→ **Task brief**
Return, unchanged, the rows starting at the line containing "outline fluorescent ceiling light" and ending at the line containing "[[[28,5],[29,122],[389,122],[389,1]]]", with both of those lines included. Leave the pictures out of your answer.
** BEGIN **
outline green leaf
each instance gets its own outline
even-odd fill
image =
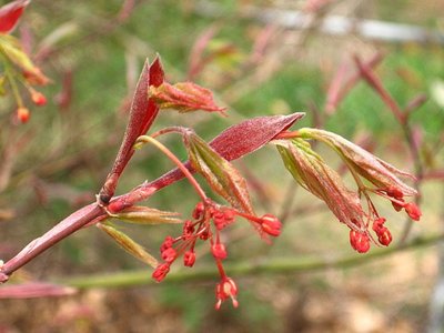
[[[363,209],[357,193],[350,191],[336,171],[325,164],[302,139],[278,141],[285,168],[305,190],[323,200],[336,218],[355,228],[364,225]]]
[[[149,264],[152,268],[158,266],[158,261],[154,256],[148,253],[142,245],[133,241],[129,235],[124,234],[123,232],[117,230],[115,228],[111,226],[110,224],[105,223],[98,223],[98,228],[103,230],[110,238],[112,238],[123,250],[130,253],[132,256],[135,256],[140,261]]]
[[[189,131],[183,139],[191,165],[205,178],[211,189],[235,209],[253,214],[246,181],[239,171],[194,132]]]
[[[111,215],[111,218],[135,224],[182,223],[181,219],[174,218],[178,215],[179,213],[175,212],[165,212],[138,205],[128,208],[118,214]]]

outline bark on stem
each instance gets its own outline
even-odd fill
[[[49,230],[46,234],[30,242],[14,258],[6,262],[0,268],[0,283],[7,282],[9,275],[11,275],[18,269],[30,262],[32,259],[59,241],[74,233],[83,225],[107,215],[108,214],[103,208],[99,206],[97,203],[87,205],[72,213],[67,219],[58,223],[54,228]]]

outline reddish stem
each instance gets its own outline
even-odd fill
[[[357,56],[354,57],[354,61],[356,62],[356,65],[360,69],[361,74],[365,79],[365,81],[367,81],[370,87],[372,87],[379,93],[383,102],[389,107],[389,109],[392,111],[393,115],[397,119],[397,121],[401,124],[404,124],[407,120],[405,114],[402,112],[400,105],[392,98],[389,91],[384,88],[381,80],[374,74],[374,72],[369,65],[362,63],[362,61],[357,58]]]
[[[14,271],[30,262],[32,259],[74,233],[91,221],[107,216],[104,210],[95,203],[87,205],[69,215],[44,235],[30,242],[14,258],[9,260],[0,268],[0,283],[6,282]]]

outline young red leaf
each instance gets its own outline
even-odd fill
[[[174,85],[163,82],[159,87],[150,87],[150,97],[161,109],[175,109],[181,113],[204,110],[223,111],[214,103],[213,93],[192,82],[180,82]]]
[[[134,242],[130,236],[128,236],[123,232],[104,223],[98,223],[97,226],[103,230],[110,238],[112,238],[123,250],[125,250],[132,256],[139,259],[140,261],[149,264],[152,268],[158,266],[159,263],[155,260],[155,258],[152,256],[150,253],[148,253],[140,244]]]
[[[0,7],[0,33],[13,30],[29,2],[31,0],[16,0]]]
[[[211,189],[234,208],[254,214],[246,181],[239,171],[194,132],[186,132],[183,141],[189,152],[191,165],[202,173]]]
[[[364,211],[357,193],[345,188],[341,176],[302,139],[279,142],[285,168],[297,183],[323,200],[336,218],[351,229],[364,229]]]
[[[130,119],[123,137],[122,144],[115,158],[111,172],[99,193],[102,202],[108,203],[114,194],[120,175],[134,153],[134,142],[143,135],[153,123],[159,112],[154,100],[148,98],[149,85],[158,87],[163,82],[163,69],[160,59],[157,58],[150,65],[148,60],[143,65],[134,97],[131,104]]]
[[[75,289],[44,282],[27,282],[0,287],[0,299],[36,299],[72,295]]]
[[[302,117],[304,117],[304,113],[296,112],[290,115],[270,115],[249,119],[224,130],[210,142],[210,147],[225,160],[236,160],[262,148],[279,133],[293,125]],[[190,171],[194,171],[190,162],[185,162],[184,164]],[[132,191],[132,193],[115,199],[115,201],[111,203],[112,211],[120,211],[135,202],[144,200],[155,191],[181,180],[184,174],[181,170],[178,168],[173,169],[157,180],[142,184]],[[111,206],[109,209],[111,209]]]

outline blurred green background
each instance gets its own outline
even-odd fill
[[[209,31],[212,38],[201,52],[208,61],[192,80],[214,91],[218,102],[229,108],[229,117],[165,111],[153,131],[181,124],[193,127],[210,140],[246,118],[304,111],[305,119],[295,128],[321,124],[349,140],[365,142],[376,155],[414,171],[402,128],[363,81],[334,113],[325,112],[327,89],[337,69],[345,64],[346,73],[353,74],[353,54],[365,61],[382,52],[384,59],[375,72],[402,108],[420,93],[427,95],[414,111],[411,125],[425,171],[441,170],[443,44],[383,42],[353,31],[329,36],[316,30],[315,21],[310,29],[289,29],[281,27],[276,17],[269,23],[251,17],[251,12],[270,9],[313,14],[306,8],[316,2],[322,1],[214,1],[211,3],[218,9],[213,12],[205,10],[208,2],[193,0],[32,2],[14,34],[28,36],[31,54],[52,83],[41,89],[48,105],[33,108],[26,125],[12,127],[13,103],[8,97],[0,101],[2,153],[10,140],[18,142],[8,185],[0,193],[0,210],[12,215],[0,220],[0,256],[9,259],[94,200],[123,135],[144,59],[159,53],[170,82],[188,80],[193,46]],[[344,0],[330,1],[317,16],[390,21],[443,32],[442,12],[444,3],[435,0]],[[168,137],[163,142],[185,158],[178,138]],[[325,158],[339,165],[329,153]],[[271,246],[239,221],[224,235],[229,264],[359,255],[349,245],[347,229],[316,199],[294,190],[296,184],[273,148],[235,165],[255,184],[252,196],[258,213],[285,213],[287,218],[283,234]],[[147,147],[131,161],[118,192],[155,179],[171,167]],[[442,182],[424,181],[421,192],[424,216],[413,225],[412,238],[442,231]],[[289,201],[291,195],[295,198]],[[157,193],[147,204],[188,216],[196,201],[191,186],[182,181]],[[406,223],[404,214],[394,212],[386,202],[375,202],[396,241]],[[124,231],[158,256],[164,236],[178,235],[181,229],[129,225]],[[201,249],[201,253],[205,251]],[[206,253],[195,268],[208,265],[211,258]],[[100,230],[91,229],[64,240],[18,272],[16,279],[65,281],[82,275],[88,281],[89,274],[142,268]],[[61,299],[0,301],[0,331],[422,332],[437,270],[436,246],[432,246],[314,273],[233,275],[241,305],[233,310],[226,302],[219,312],[213,310],[216,278],[179,284],[165,279],[155,285],[88,289]],[[147,270],[147,280],[150,275]]]

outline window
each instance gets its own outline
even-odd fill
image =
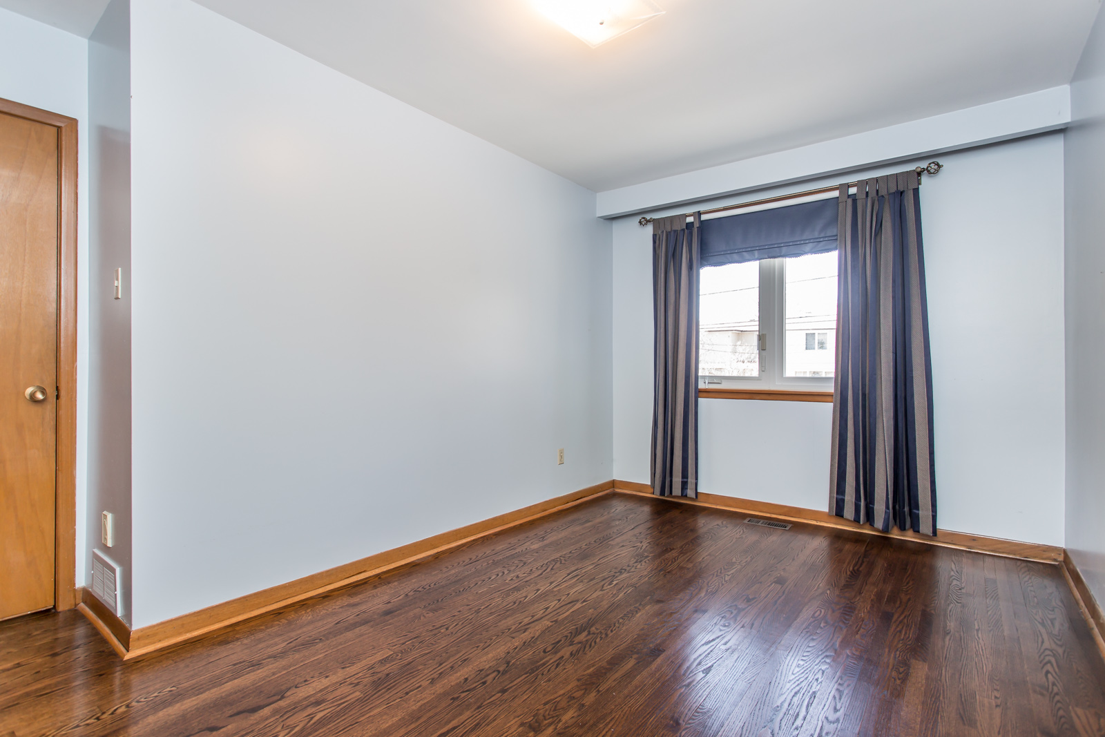
[[[698,324],[701,386],[831,390],[836,252],[704,267]]]
[[[703,269],[698,282],[699,376],[759,376],[759,264]]]

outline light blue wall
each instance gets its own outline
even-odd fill
[[[1063,545],[1063,136],[1044,134],[936,158],[946,168],[926,178],[920,202],[938,524]],[[904,168],[853,171],[851,178]],[[614,476],[645,483],[652,422],[650,242],[651,229],[639,227],[636,215],[614,221]],[[829,404],[704,399],[701,413],[701,491],[828,507]]]
[[[1105,14],[1071,83],[1066,131],[1066,547],[1105,602]]]
[[[88,40],[88,551],[122,566],[130,622],[130,10],[112,0]],[[115,270],[123,296],[114,298]],[[101,543],[101,513],[115,545]],[[91,552],[90,552],[91,555]],[[91,583],[90,572],[77,579]]]
[[[187,0],[131,60],[137,627],[612,477],[593,192]]]

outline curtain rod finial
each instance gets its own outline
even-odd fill
[[[914,171],[916,171],[918,175],[927,173],[929,177],[932,177],[933,175],[940,173],[940,169],[943,168],[944,165],[940,164],[939,161],[929,161],[927,167],[917,167],[916,169],[914,169]]]

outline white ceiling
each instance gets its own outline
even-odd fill
[[[529,0],[199,0],[593,190],[1065,84],[1098,0],[656,0],[598,49]]]
[[[589,49],[530,0],[199,1],[593,190],[1066,84],[1099,4],[656,0]]]
[[[0,0],[0,8],[87,39],[108,2],[110,0]]]

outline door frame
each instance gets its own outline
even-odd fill
[[[76,596],[77,122],[0,97],[0,113],[57,128],[57,411],[54,470],[54,609]]]

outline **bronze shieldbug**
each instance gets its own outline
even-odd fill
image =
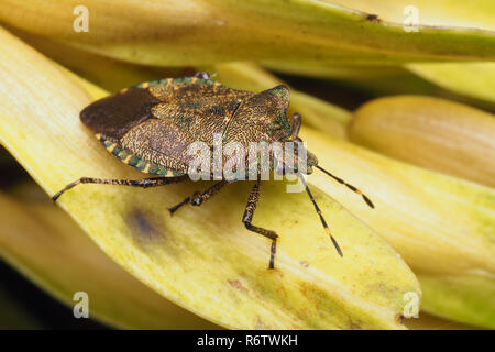
[[[154,177],[139,180],[82,177],[58,191],[53,200],[55,201],[64,191],[78,184],[147,188],[184,182],[188,178],[191,157],[187,153],[188,145],[200,141],[212,150],[215,134],[221,135],[221,143],[238,142],[245,148],[249,148],[250,142],[258,141],[295,142],[300,146],[301,140],[298,133],[301,117],[295,113],[290,122],[288,121],[286,110],[289,100],[289,90],[285,86],[277,86],[262,92],[237,90],[213,81],[207,73],[198,73],[193,77],[143,82],[95,101],[81,111],[82,123],[120,161]],[[275,156],[271,154],[271,160],[274,158]],[[278,160],[277,162],[284,164],[287,161]],[[270,165],[273,170],[275,164]],[[360,194],[364,201],[374,208],[372,201],[356,187],[318,166],[318,160],[309,152],[307,152],[305,166],[306,174],[312,173],[312,167],[316,167]],[[301,179],[324,230],[342,256],[342,251],[330,233],[301,172],[296,169],[295,174]],[[173,213],[186,204],[200,206],[219,193],[223,186],[234,180],[222,178],[204,193],[195,193],[187,197],[180,204],[169,208],[169,211]],[[268,267],[273,268],[278,235],[275,231],[252,224],[260,190],[261,178],[257,178],[249,195],[242,222],[248,230],[272,240]]]

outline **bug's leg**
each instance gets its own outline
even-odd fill
[[[290,119],[290,128],[293,130],[293,135],[290,136],[292,140],[295,140],[298,136],[301,123],[302,118],[298,112],[295,112]]]
[[[200,79],[211,79],[210,74],[208,74],[207,72],[196,73],[193,77],[200,78]]]
[[[253,221],[254,210],[256,210],[257,201],[260,200],[260,190],[261,180],[257,180],[251,189],[250,197],[248,198],[248,205],[245,206],[244,215],[242,216],[242,222],[244,222],[244,226],[248,230],[263,234],[264,237],[272,240],[268,268],[274,268],[275,251],[278,235],[275,233],[275,231],[258,228],[251,223],[251,221]]]
[[[62,190],[59,190],[55,196],[52,197],[53,201],[56,201],[63,193],[76,187],[79,184],[102,184],[102,185],[121,185],[121,186],[132,186],[132,187],[156,187],[168,184],[177,184],[187,179],[187,175],[176,176],[176,177],[152,177],[143,179],[111,179],[111,178],[94,178],[94,177],[81,177],[78,180],[68,184]]]
[[[190,204],[193,206],[202,205],[206,200],[210,199],[212,196],[218,194],[223,188],[223,186],[226,186],[228,183],[229,182],[227,182],[227,180],[221,180],[221,182],[215,184],[213,186],[211,186],[210,188],[208,188],[207,190],[205,190],[202,194],[200,194],[199,191],[195,191],[193,194],[193,196],[187,197],[178,205],[169,208],[168,210],[170,211],[170,215],[173,215],[178,208],[180,208],[182,206],[187,205],[187,204]]]

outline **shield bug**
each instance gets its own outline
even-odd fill
[[[237,90],[210,79],[207,73],[193,77],[167,78],[143,82],[120,92],[95,101],[80,112],[80,120],[103,144],[123,163],[142,173],[154,175],[143,179],[102,179],[82,177],[58,191],[55,201],[64,191],[79,184],[123,185],[134,187],[156,187],[180,183],[188,178],[190,155],[188,145],[201,141],[213,150],[213,134],[221,135],[221,143],[237,142],[249,147],[250,142],[294,142],[299,147],[298,138],[301,117],[295,113],[290,121],[286,117],[289,105],[289,90],[277,86],[262,92]],[[374,208],[372,201],[356,187],[318,165],[317,157],[307,152],[306,174],[316,167],[352,191],[361,195]],[[296,155],[297,157],[297,155]],[[280,172],[275,165],[288,161],[271,153],[271,170]],[[274,161],[276,160],[276,163]],[[293,164],[294,165],[294,164]],[[302,182],[320,221],[336,246],[342,251],[330,233],[330,229],[306,184],[302,172],[294,170]],[[245,178],[244,178],[245,179]],[[180,204],[169,208],[170,213],[186,204],[200,206],[223,186],[235,179],[222,178],[202,193],[195,193]],[[252,223],[260,199],[261,177],[249,195],[242,222],[248,230],[272,240],[270,268],[274,267],[277,233]]]

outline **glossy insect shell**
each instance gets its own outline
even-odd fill
[[[211,79],[168,78],[145,82],[95,101],[80,119],[106,148],[125,164],[158,176],[187,174],[188,146],[213,135],[222,143],[285,141],[292,134],[289,91],[262,92],[224,87]]]

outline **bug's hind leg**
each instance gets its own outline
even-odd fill
[[[208,188],[207,190],[205,190],[202,194],[200,194],[199,191],[195,191],[193,194],[193,196],[187,197],[178,205],[169,208],[168,210],[170,211],[170,215],[173,215],[178,208],[180,208],[182,206],[187,205],[187,204],[190,204],[193,206],[202,205],[205,201],[207,201],[212,196],[218,194],[223,188],[223,186],[226,186],[228,183],[229,182],[227,182],[227,180],[221,180],[221,182],[215,184],[213,186],[211,186],[210,188]]]
[[[78,180],[68,184],[62,190],[56,193],[56,195],[52,197],[52,200],[56,201],[58,197],[62,196],[63,193],[69,190],[70,188],[76,187],[79,184],[121,185],[121,186],[148,188],[169,184],[177,184],[186,179],[187,179],[186,175],[176,177],[151,177],[143,179],[111,179],[111,178],[81,177]]]
[[[261,180],[257,180],[256,184],[254,184],[253,189],[251,189],[250,196],[248,198],[248,205],[245,206],[242,222],[244,222],[244,226],[248,230],[260,233],[272,240],[272,250],[270,253],[268,268],[274,268],[275,251],[278,235],[275,233],[275,231],[258,228],[251,223],[251,221],[253,220],[254,211],[256,210],[257,201],[260,200],[260,190],[261,190]]]

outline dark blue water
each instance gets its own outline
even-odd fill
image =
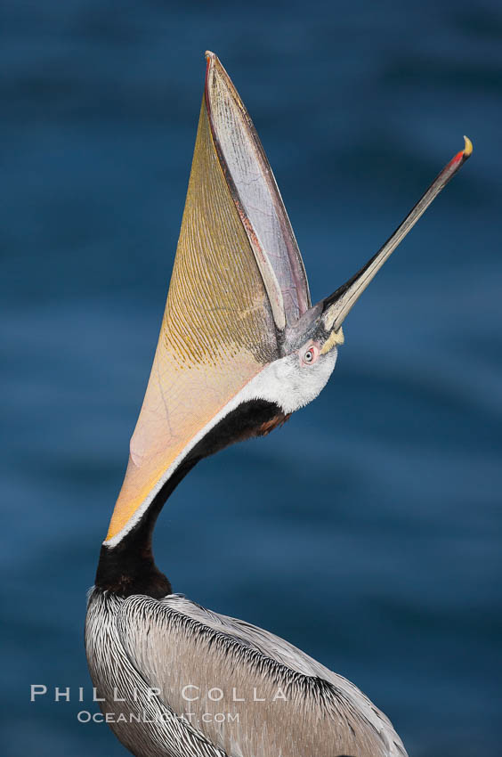
[[[190,474],[158,561],[355,681],[411,754],[499,753],[500,4],[46,0],[7,4],[0,28],[3,753],[126,753],[77,720],[97,709],[85,590],[157,342],[206,48],[254,118],[315,300],[463,134],[474,152],[351,314],[321,396]],[[47,696],[30,704],[30,684]]]

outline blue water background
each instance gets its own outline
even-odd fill
[[[2,753],[126,753],[77,720],[97,709],[85,591],[157,342],[206,48],[249,108],[313,299],[463,134],[474,152],[351,313],[320,397],[174,492],[158,562],[357,683],[410,754],[500,753],[500,4],[45,0],[2,18]],[[32,683],[49,689],[34,704]]]

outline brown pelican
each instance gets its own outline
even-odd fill
[[[268,434],[316,397],[348,312],[472,151],[443,168],[381,249],[311,305],[249,115],[218,58],[206,87],[160,337],[89,595],[91,676],[138,757],[384,757],[406,752],[355,686],[255,626],[173,593],[151,536],[202,458]]]

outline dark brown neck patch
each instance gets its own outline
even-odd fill
[[[157,517],[180,481],[198,460],[252,436],[263,436],[287,420],[273,403],[252,400],[223,418],[190,451],[166,482],[139,522],[115,547],[101,546],[95,585],[120,597],[146,594],[154,598],[173,592],[168,579],[158,570],[151,540]]]

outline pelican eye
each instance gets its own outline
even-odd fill
[[[320,349],[317,345],[307,345],[303,352],[300,353],[300,364],[303,368],[306,365],[312,365],[316,362],[320,355]]]

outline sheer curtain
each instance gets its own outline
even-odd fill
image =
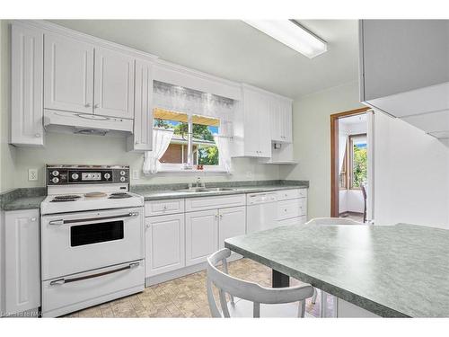
[[[145,153],[144,173],[154,174],[159,171],[159,159],[161,159],[165,151],[167,151],[172,136],[172,129],[153,129],[153,151],[146,151]]]
[[[231,172],[231,151],[233,128],[233,113],[235,102],[233,99],[217,96],[198,90],[184,88],[167,83],[154,81],[153,83],[153,106],[163,110],[183,112],[188,115],[207,116],[220,120],[219,135],[215,135],[214,139],[218,148],[220,163],[226,172]],[[163,133],[165,131],[163,135]],[[159,159],[166,151],[170,137],[166,130],[154,129],[153,151],[145,152],[144,173],[155,173],[159,167]],[[156,138],[157,137],[157,138]]]
[[[343,159],[345,158],[347,142],[347,135],[339,135],[339,173],[341,173],[341,170],[343,169]]]

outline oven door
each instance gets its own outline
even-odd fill
[[[42,217],[42,279],[143,259],[143,208]]]

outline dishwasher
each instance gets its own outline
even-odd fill
[[[246,195],[246,233],[277,226],[277,197],[276,192]]]

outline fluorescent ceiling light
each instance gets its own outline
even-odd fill
[[[309,58],[328,50],[326,41],[294,20],[243,20],[243,22]]]

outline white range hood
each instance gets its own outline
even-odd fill
[[[45,110],[44,128],[48,132],[128,137],[133,132],[133,120]]]

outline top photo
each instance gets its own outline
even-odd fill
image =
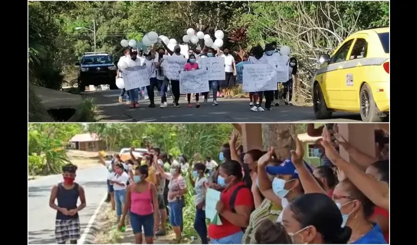
[[[28,5],[29,122],[389,122],[389,1]]]

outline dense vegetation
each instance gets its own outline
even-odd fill
[[[188,27],[212,34],[225,31],[225,46],[243,58],[252,46],[275,40],[292,48],[300,60],[299,99],[310,99],[306,89],[317,59],[331,52],[358,30],[389,25],[388,1],[37,1],[29,4],[29,64],[31,82],[59,89],[75,77],[74,65],[93,50],[96,23],[98,50],[115,57],[120,40],[140,40],[155,30],[179,41]]]

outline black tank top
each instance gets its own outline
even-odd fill
[[[66,208],[67,210],[77,208],[77,202],[79,196],[79,186],[77,183],[74,183],[74,187],[71,190],[65,189],[62,183],[58,184],[58,192],[56,193],[56,199],[58,200],[58,206],[60,208]],[[78,213],[70,216],[65,215],[61,212],[57,211],[57,220],[73,220],[78,219]]]

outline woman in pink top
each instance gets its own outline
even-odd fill
[[[136,244],[142,244],[142,226],[146,244],[153,244],[154,234],[159,223],[156,188],[146,181],[148,175],[147,165],[135,169],[133,183],[128,186],[123,216],[119,225],[119,228],[125,225],[125,218],[130,210],[130,225]]]
[[[185,64],[185,66],[184,67],[184,71],[185,72],[188,72],[190,71],[194,71],[195,70],[198,70],[198,63],[197,63],[197,60],[195,58],[195,56],[194,54],[190,54],[188,56],[188,60],[187,61],[187,64]],[[195,107],[197,108],[200,107],[200,103],[198,102],[198,96],[199,93],[197,93],[195,94]],[[188,101],[188,107],[192,107],[193,106],[191,105],[191,94],[187,94],[187,100]]]

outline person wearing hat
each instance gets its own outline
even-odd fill
[[[180,57],[181,58],[185,58],[185,56],[181,53],[181,47],[180,45],[177,45],[174,47],[174,51],[170,49],[166,44],[163,42],[161,41],[161,43],[165,49],[168,51],[168,53],[171,56]],[[174,95],[174,105],[176,107],[180,107],[180,81],[178,80],[171,80],[171,87],[172,90],[172,94]]]

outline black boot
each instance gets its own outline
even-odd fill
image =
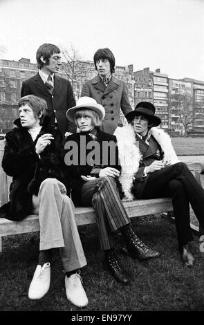
[[[185,245],[180,245],[178,247],[178,250],[185,266],[193,266],[195,259],[194,258],[193,254],[189,249],[189,245],[187,243]]]
[[[138,259],[146,262],[156,259],[160,254],[149,248],[136,236],[131,226],[129,224],[120,228],[129,254],[132,259]]]
[[[118,282],[124,284],[129,283],[129,277],[126,272],[119,265],[113,250],[107,250],[105,252],[105,260],[108,269]]]

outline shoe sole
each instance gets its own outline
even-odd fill
[[[157,259],[158,257],[159,257],[161,254],[160,253],[159,253],[158,255],[155,256],[154,257],[152,257],[149,259],[147,259],[146,261],[141,261],[140,259],[139,259],[138,257],[132,257],[128,252],[127,250],[124,248],[124,247],[120,247],[119,248],[119,250],[121,252],[121,253],[124,255],[124,256],[127,256],[129,257],[131,257],[131,259],[137,259],[138,261],[139,261],[141,263],[147,263],[147,262],[150,262],[151,261],[153,261],[154,259]]]

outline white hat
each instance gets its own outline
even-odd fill
[[[99,115],[100,119],[102,120],[105,117],[105,110],[104,107],[100,105],[100,104],[98,104],[96,100],[93,98],[91,98],[91,97],[81,97],[77,101],[77,104],[74,107],[71,107],[66,111],[66,115],[71,122],[75,122],[74,116],[76,111],[80,109],[89,109],[95,112],[98,113]]]

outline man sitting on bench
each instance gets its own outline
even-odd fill
[[[179,162],[170,137],[160,129],[153,104],[141,102],[125,116],[129,124],[118,127],[116,136],[122,166],[120,180],[128,201],[172,198],[179,251],[186,266],[194,257],[189,203],[203,228],[204,191],[187,165]]]
[[[2,167],[13,180],[10,202],[1,207],[0,217],[18,221],[28,214],[39,214],[40,252],[29,298],[38,299],[48,292],[52,250],[60,248],[67,298],[82,307],[88,299],[80,269],[86,261],[75,223],[74,205],[66,195],[68,187],[62,171],[63,136],[48,127],[47,111],[46,101],[33,95],[19,100],[19,118],[15,121],[17,127],[6,136]]]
** END **
→ **Written solution**
outline fluorescent ceiling light
each instance gets its own outline
even-odd fill
[[[309,58],[328,50],[326,41],[294,20],[243,20],[243,22]]]

outline white range hood
each instance gets its own outline
even-odd fill
[[[45,110],[44,128],[48,132],[128,137],[133,132],[133,120]]]

outline top photo
each instance gets its own outline
even-odd fill
image =
[[[28,5],[29,122],[389,122],[389,1]]]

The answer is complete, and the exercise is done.